--- Begin Data section ---

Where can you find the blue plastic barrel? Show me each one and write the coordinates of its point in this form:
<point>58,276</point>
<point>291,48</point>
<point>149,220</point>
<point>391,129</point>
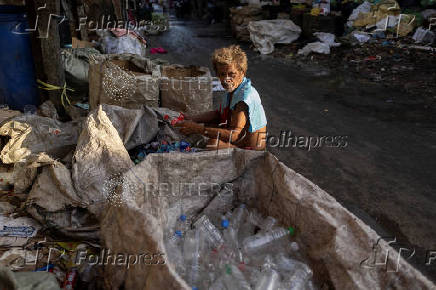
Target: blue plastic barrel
<point>17,75</point>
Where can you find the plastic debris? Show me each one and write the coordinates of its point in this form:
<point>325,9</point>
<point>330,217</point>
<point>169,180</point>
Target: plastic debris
<point>423,36</point>
<point>362,37</point>
<point>265,33</point>
<point>235,256</point>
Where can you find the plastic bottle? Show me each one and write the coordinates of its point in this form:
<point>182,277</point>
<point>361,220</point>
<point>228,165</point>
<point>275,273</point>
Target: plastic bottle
<point>212,234</point>
<point>237,217</point>
<point>268,223</point>
<point>263,239</point>
<point>219,204</point>
<point>181,224</point>
<point>174,251</point>
<point>269,279</point>
<point>192,256</point>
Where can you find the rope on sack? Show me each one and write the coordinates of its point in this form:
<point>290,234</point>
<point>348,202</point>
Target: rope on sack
<point>49,87</point>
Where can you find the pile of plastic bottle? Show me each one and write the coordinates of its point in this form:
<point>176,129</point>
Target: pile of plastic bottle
<point>139,153</point>
<point>237,249</point>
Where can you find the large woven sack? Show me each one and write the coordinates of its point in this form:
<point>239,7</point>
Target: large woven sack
<point>124,80</point>
<point>339,245</point>
<point>100,155</point>
<point>186,89</point>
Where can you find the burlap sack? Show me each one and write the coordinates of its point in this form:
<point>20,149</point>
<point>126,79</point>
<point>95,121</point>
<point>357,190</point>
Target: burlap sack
<point>124,80</point>
<point>339,245</point>
<point>33,134</point>
<point>54,202</point>
<point>186,89</point>
<point>100,155</point>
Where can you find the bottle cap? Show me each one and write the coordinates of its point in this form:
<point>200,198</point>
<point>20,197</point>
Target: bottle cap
<point>225,223</point>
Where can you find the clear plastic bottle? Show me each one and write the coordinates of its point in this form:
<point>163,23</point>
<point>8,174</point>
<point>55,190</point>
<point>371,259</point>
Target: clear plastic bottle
<point>238,216</point>
<point>192,256</point>
<point>268,223</point>
<point>174,252</point>
<point>218,284</point>
<point>211,233</point>
<point>269,278</point>
<point>181,224</point>
<point>263,239</point>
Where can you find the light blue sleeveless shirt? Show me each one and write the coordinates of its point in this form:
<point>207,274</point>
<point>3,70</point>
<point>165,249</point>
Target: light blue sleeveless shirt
<point>246,93</point>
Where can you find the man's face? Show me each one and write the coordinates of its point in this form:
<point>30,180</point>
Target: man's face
<point>229,76</point>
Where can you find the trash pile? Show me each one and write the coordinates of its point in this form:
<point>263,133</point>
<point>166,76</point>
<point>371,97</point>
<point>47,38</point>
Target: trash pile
<point>55,180</point>
<point>240,17</point>
<point>236,249</point>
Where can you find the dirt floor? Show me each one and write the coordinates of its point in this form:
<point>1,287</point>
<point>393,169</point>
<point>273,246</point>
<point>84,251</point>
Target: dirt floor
<point>385,171</point>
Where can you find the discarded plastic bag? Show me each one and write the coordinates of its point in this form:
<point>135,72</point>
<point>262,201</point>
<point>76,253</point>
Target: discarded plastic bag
<point>123,44</point>
<point>365,7</point>
<point>318,47</point>
<point>32,134</point>
<point>27,280</point>
<point>328,38</point>
<point>265,33</point>
<point>361,37</point>
<point>25,172</point>
<point>334,239</point>
<point>423,36</point>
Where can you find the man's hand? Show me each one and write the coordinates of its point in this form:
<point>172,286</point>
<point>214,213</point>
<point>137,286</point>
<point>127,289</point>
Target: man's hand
<point>189,127</point>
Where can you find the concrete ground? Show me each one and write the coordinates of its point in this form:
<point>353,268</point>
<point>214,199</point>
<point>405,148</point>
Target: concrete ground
<point>386,174</point>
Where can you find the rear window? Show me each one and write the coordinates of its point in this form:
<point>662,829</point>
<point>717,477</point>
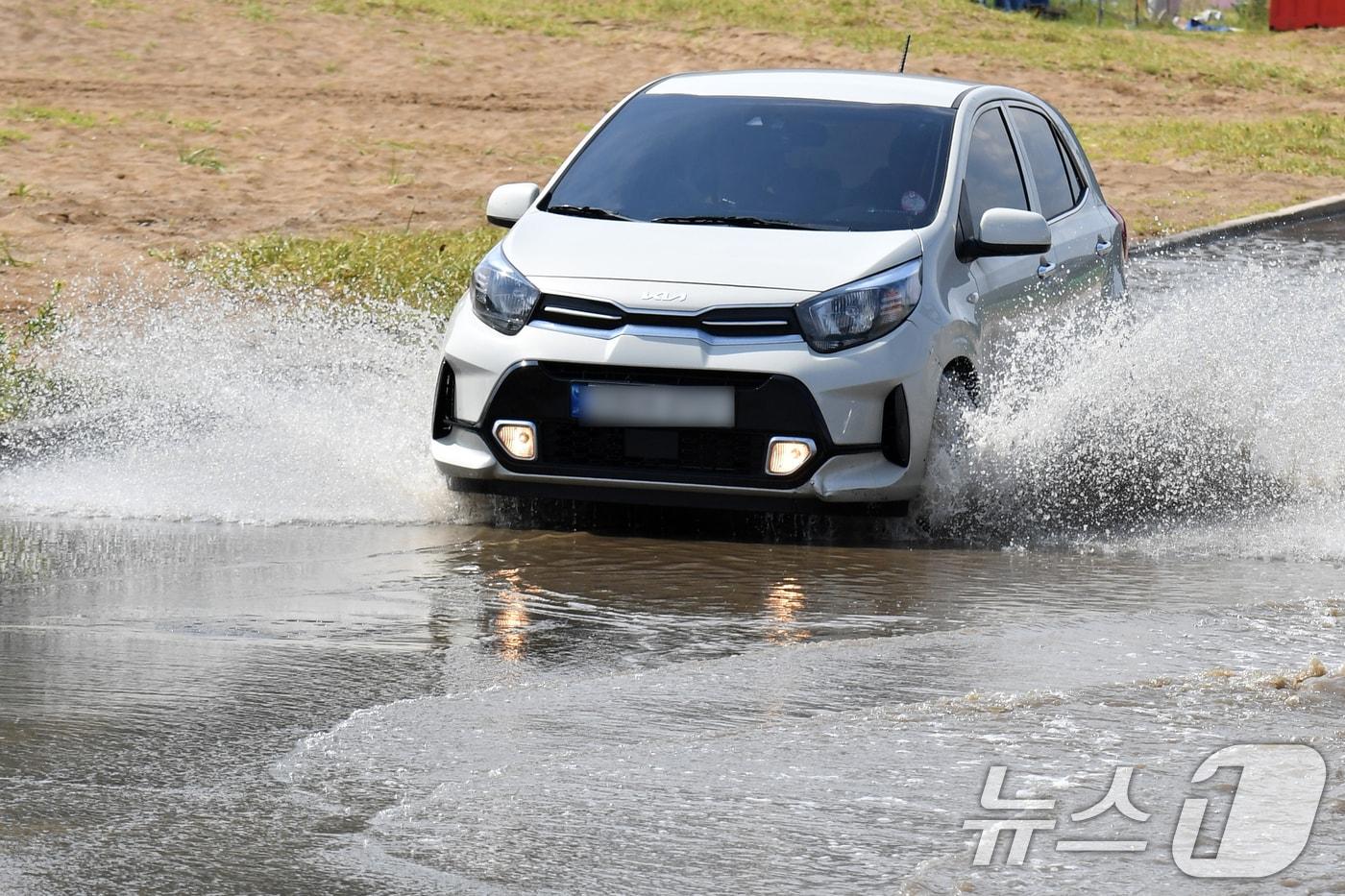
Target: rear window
<point>806,163</point>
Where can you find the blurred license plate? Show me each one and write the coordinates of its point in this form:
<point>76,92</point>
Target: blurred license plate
<point>624,405</point>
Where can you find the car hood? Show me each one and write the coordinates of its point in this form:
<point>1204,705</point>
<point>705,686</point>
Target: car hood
<point>625,260</point>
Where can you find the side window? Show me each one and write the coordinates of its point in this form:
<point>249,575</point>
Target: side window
<point>1058,187</point>
<point>994,180</point>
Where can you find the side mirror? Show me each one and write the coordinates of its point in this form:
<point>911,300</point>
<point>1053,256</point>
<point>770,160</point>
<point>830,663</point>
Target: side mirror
<point>1011,231</point>
<point>508,202</point>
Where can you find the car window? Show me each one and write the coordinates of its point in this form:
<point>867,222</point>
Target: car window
<point>809,163</point>
<point>1056,187</point>
<point>994,180</point>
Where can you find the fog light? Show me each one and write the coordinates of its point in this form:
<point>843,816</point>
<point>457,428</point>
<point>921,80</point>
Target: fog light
<point>517,437</point>
<point>784,456</point>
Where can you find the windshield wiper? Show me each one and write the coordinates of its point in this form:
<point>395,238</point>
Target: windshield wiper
<point>743,221</point>
<point>588,211</point>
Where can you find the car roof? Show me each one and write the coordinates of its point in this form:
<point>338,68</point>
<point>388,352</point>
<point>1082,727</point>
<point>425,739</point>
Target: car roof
<point>844,86</point>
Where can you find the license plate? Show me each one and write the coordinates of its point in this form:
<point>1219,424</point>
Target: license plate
<point>632,405</point>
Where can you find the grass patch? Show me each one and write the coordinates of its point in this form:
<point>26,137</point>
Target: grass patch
<point>7,258</point>
<point>20,378</point>
<point>950,27</point>
<point>201,157</point>
<point>56,114</point>
<point>257,12</point>
<point>1308,144</point>
<point>426,269</point>
<point>195,125</point>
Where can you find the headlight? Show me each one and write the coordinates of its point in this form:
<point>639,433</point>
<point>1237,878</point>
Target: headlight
<point>501,295</point>
<point>863,309</point>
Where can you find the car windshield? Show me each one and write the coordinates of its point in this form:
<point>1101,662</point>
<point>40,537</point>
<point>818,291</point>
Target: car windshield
<point>762,161</point>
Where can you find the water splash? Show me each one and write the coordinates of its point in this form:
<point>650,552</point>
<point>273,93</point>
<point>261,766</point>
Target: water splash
<point>1210,406</point>
<point>208,405</point>
<point>1201,417</point>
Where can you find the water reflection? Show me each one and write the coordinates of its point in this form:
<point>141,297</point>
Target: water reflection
<point>511,620</point>
<point>786,601</point>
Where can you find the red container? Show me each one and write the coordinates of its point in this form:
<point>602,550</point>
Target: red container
<point>1288,15</point>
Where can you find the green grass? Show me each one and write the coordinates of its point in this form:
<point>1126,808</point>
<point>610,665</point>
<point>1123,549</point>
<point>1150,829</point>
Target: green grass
<point>201,157</point>
<point>257,12</point>
<point>426,269</point>
<point>941,27</point>
<point>7,257</point>
<point>20,378</point>
<point>54,114</point>
<point>195,125</point>
<point>1308,144</point>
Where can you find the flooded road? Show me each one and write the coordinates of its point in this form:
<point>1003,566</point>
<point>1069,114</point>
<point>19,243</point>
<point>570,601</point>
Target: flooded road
<point>249,644</point>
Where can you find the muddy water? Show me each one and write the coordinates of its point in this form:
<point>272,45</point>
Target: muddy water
<point>248,644</point>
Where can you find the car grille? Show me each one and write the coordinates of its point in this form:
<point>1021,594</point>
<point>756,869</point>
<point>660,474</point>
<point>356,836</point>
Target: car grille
<point>591,314</point>
<point>764,405</point>
<point>708,451</point>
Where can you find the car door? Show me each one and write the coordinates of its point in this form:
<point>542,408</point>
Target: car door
<point>994,180</point>
<point>1080,229</point>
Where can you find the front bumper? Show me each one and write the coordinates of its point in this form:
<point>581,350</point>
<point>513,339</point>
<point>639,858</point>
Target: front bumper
<point>844,402</point>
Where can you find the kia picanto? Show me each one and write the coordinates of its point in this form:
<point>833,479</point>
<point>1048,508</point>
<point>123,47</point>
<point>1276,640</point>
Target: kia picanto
<point>749,289</point>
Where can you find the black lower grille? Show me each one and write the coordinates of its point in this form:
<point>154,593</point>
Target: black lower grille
<point>764,405</point>
<point>713,451</point>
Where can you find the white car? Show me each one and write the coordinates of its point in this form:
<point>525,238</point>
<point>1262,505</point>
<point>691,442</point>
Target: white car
<point>744,289</point>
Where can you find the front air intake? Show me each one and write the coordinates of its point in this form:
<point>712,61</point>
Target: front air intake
<point>896,428</point>
<point>443,420</point>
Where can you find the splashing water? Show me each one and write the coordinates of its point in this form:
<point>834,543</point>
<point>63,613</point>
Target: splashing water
<point>1204,415</point>
<point>1210,402</point>
<point>221,408</point>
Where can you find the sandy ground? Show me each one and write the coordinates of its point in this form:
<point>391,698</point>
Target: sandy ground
<point>325,123</point>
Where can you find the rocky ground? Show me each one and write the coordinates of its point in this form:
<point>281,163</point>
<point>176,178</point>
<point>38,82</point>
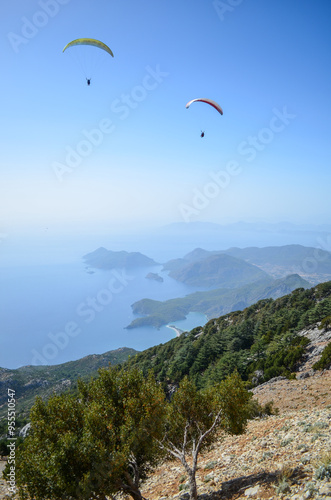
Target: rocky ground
<point>284,456</point>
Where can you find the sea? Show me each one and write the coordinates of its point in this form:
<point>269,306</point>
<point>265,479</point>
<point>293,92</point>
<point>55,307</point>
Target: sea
<point>54,313</point>
<point>54,309</point>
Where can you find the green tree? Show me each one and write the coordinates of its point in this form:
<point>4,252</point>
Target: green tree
<point>194,418</point>
<point>96,444</point>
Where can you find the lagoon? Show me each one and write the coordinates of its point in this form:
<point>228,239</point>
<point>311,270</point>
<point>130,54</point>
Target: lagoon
<point>54,313</point>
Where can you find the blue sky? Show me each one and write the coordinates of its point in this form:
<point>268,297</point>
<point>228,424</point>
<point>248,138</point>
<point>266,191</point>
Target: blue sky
<point>124,152</point>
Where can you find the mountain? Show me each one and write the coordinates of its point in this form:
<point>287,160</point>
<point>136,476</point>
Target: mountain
<point>219,270</point>
<point>31,381</point>
<point>212,303</point>
<point>314,264</point>
<point>107,259</point>
<point>261,341</point>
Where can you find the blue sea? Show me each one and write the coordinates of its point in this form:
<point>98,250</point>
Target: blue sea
<point>54,313</point>
<point>53,309</point>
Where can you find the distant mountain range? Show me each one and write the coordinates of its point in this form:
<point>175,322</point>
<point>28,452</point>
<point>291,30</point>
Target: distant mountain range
<point>236,278</point>
<point>227,280</point>
<point>107,259</point>
<point>213,303</point>
<point>278,261</point>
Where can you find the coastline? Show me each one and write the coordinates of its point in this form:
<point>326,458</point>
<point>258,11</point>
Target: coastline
<point>176,329</point>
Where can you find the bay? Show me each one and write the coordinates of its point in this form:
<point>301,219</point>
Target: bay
<point>54,313</point>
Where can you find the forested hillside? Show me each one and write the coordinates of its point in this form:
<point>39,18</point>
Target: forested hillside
<point>261,341</point>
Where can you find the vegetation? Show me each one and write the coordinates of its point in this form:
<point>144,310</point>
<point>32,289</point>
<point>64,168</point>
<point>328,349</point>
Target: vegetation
<point>325,361</point>
<point>173,399</point>
<point>96,444</point>
<point>261,342</point>
<point>212,303</point>
<point>194,417</point>
<point>28,381</point>
<point>108,438</point>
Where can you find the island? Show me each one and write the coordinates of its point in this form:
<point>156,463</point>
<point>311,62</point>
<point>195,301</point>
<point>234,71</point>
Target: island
<point>108,259</point>
<point>212,303</point>
<point>177,330</point>
<point>155,277</point>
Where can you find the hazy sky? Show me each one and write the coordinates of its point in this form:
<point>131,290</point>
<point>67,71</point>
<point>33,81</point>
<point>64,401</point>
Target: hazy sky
<point>125,150</point>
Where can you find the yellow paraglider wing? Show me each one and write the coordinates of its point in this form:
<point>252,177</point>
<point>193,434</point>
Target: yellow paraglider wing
<point>207,101</point>
<point>89,41</point>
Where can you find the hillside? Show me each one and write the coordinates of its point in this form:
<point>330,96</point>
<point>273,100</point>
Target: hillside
<point>281,456</point>
<point>313,264</point>
<point>277,453</point>
<point>31,381</point>
<point>218,271</point>
<point>212,303</point>
<point>262,339</point>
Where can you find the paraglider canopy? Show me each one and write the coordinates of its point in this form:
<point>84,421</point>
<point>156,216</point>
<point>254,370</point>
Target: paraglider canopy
<point>207,101</point>
<point>89,41</point>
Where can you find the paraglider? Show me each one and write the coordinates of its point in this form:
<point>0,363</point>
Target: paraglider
<point>82,56</point>
<point>89,41</point>
<point>207,101</point>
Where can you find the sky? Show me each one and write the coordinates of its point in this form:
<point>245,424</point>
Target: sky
<point>125,152</point>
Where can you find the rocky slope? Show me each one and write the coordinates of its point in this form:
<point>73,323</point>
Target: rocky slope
<point>284,456</point>
<point>279,456</point>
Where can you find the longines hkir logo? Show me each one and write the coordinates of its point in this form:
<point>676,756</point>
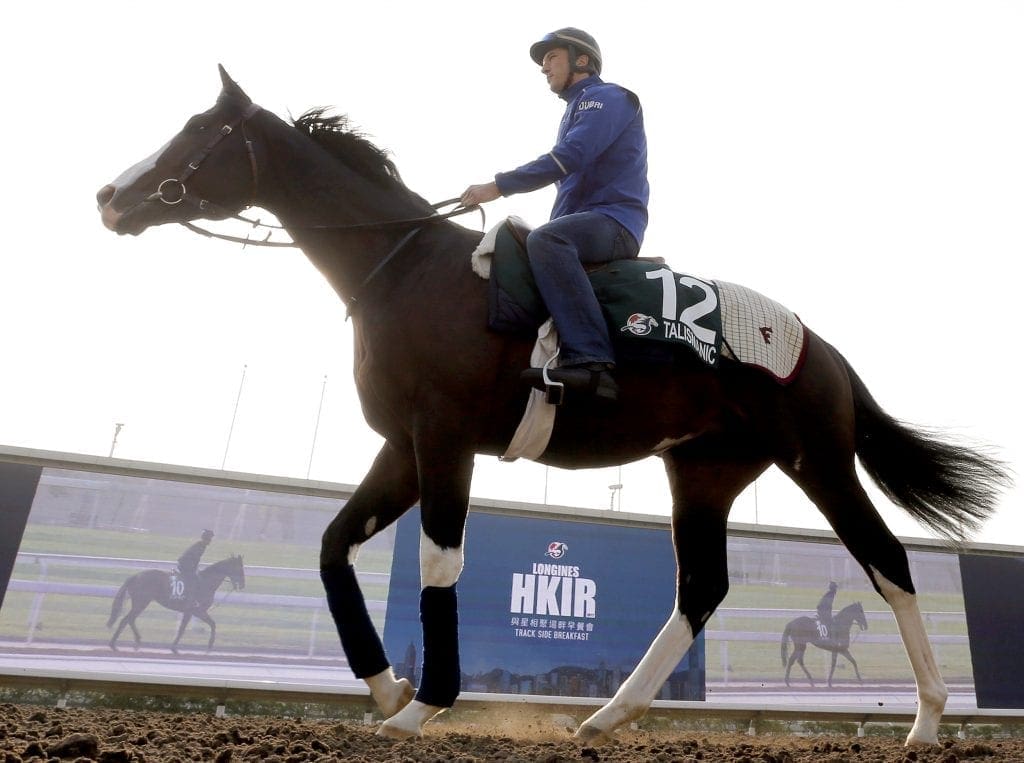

--- End Data section ---

Work to do
Rewrite the lines above as a numbered list with no blank lines, starting at the line containing "Where can you find the windshield" and continuing through the line containing "<point>1288,15</point>".

Worked solution
1. Where can you find the windshield wiper? Show me each one and write the coordinates of its point in this form:
2. <point>395,238</point>
3. Target: windshield wiper
4. <point>743,221</point>
5. <point>588,211</point>
6. Where can you find the car roof? Show me each one and write the coordinates of its point in this form:
7. <point>338,68</point>
8. <point>388,352</point>
9. <point>1082,727</point>
10. <point>425,739</point>
11. Target: car roof
12. <point>844,86</point>
13. Where can you find the license plate? Show me each one and write the coordinates of its point in this form:
14. <point>1219,424</point>
15. Target: license plate
16. <point>632,405</point>
17. Where can you find the grass patch? Show me each one and write the coordinates of its point in this form:
18. <point>26,137</point>
19. Target: grass patch
20. <point>7,258</point>
21. <point>20,378</point>
22. <point>950,27</point>
23. <point>201,157</point>
24. <point>56,114</point>
25. <point>257,12</point>
26. <point>1308,144</point>
27. <point>426,269</point>
28. <point>195,125</point>
29. Where can you find the headlight? Show me each one and write the coordinates of its point in this form:
30. <point>639,433</point>
31. <point>1237,878</point>
32. Target: headlight
33. <point>501,295</point>
34. <point>863,309</point>
35. Where can you find the car windshield? Show me each one and write the coordinates of its point in this form:
36. <point>1101,662</point>
37. <point>40,537</point>
38. <point>818,291</point>
39. Target: car windshield
40. <point>762,161</point>
41. Where can you find the water splash? Show me each one and write the coordinates of its point in this form:
42. <point>650,552</point>
43. <point>273,93</point>
44. <point>261,766</point>
45. Target: water splash
46. <point>1210,406</point>
47. <point>208,405</point>
48. <point>1201,417</point>
49. Where can you find the water reflection? Show me each one and write the coordinates of its point in this form:
50. <point>141,297</point>
51. Target: water reflection
52. <point>511,620</point>
53. <point>786,601</point>
54. Where can you find the red container? Show me each one and write the coordinates of its point in this form:
55. <point>602,550</point>
56. Target: red container
57. <point>1288,15</point>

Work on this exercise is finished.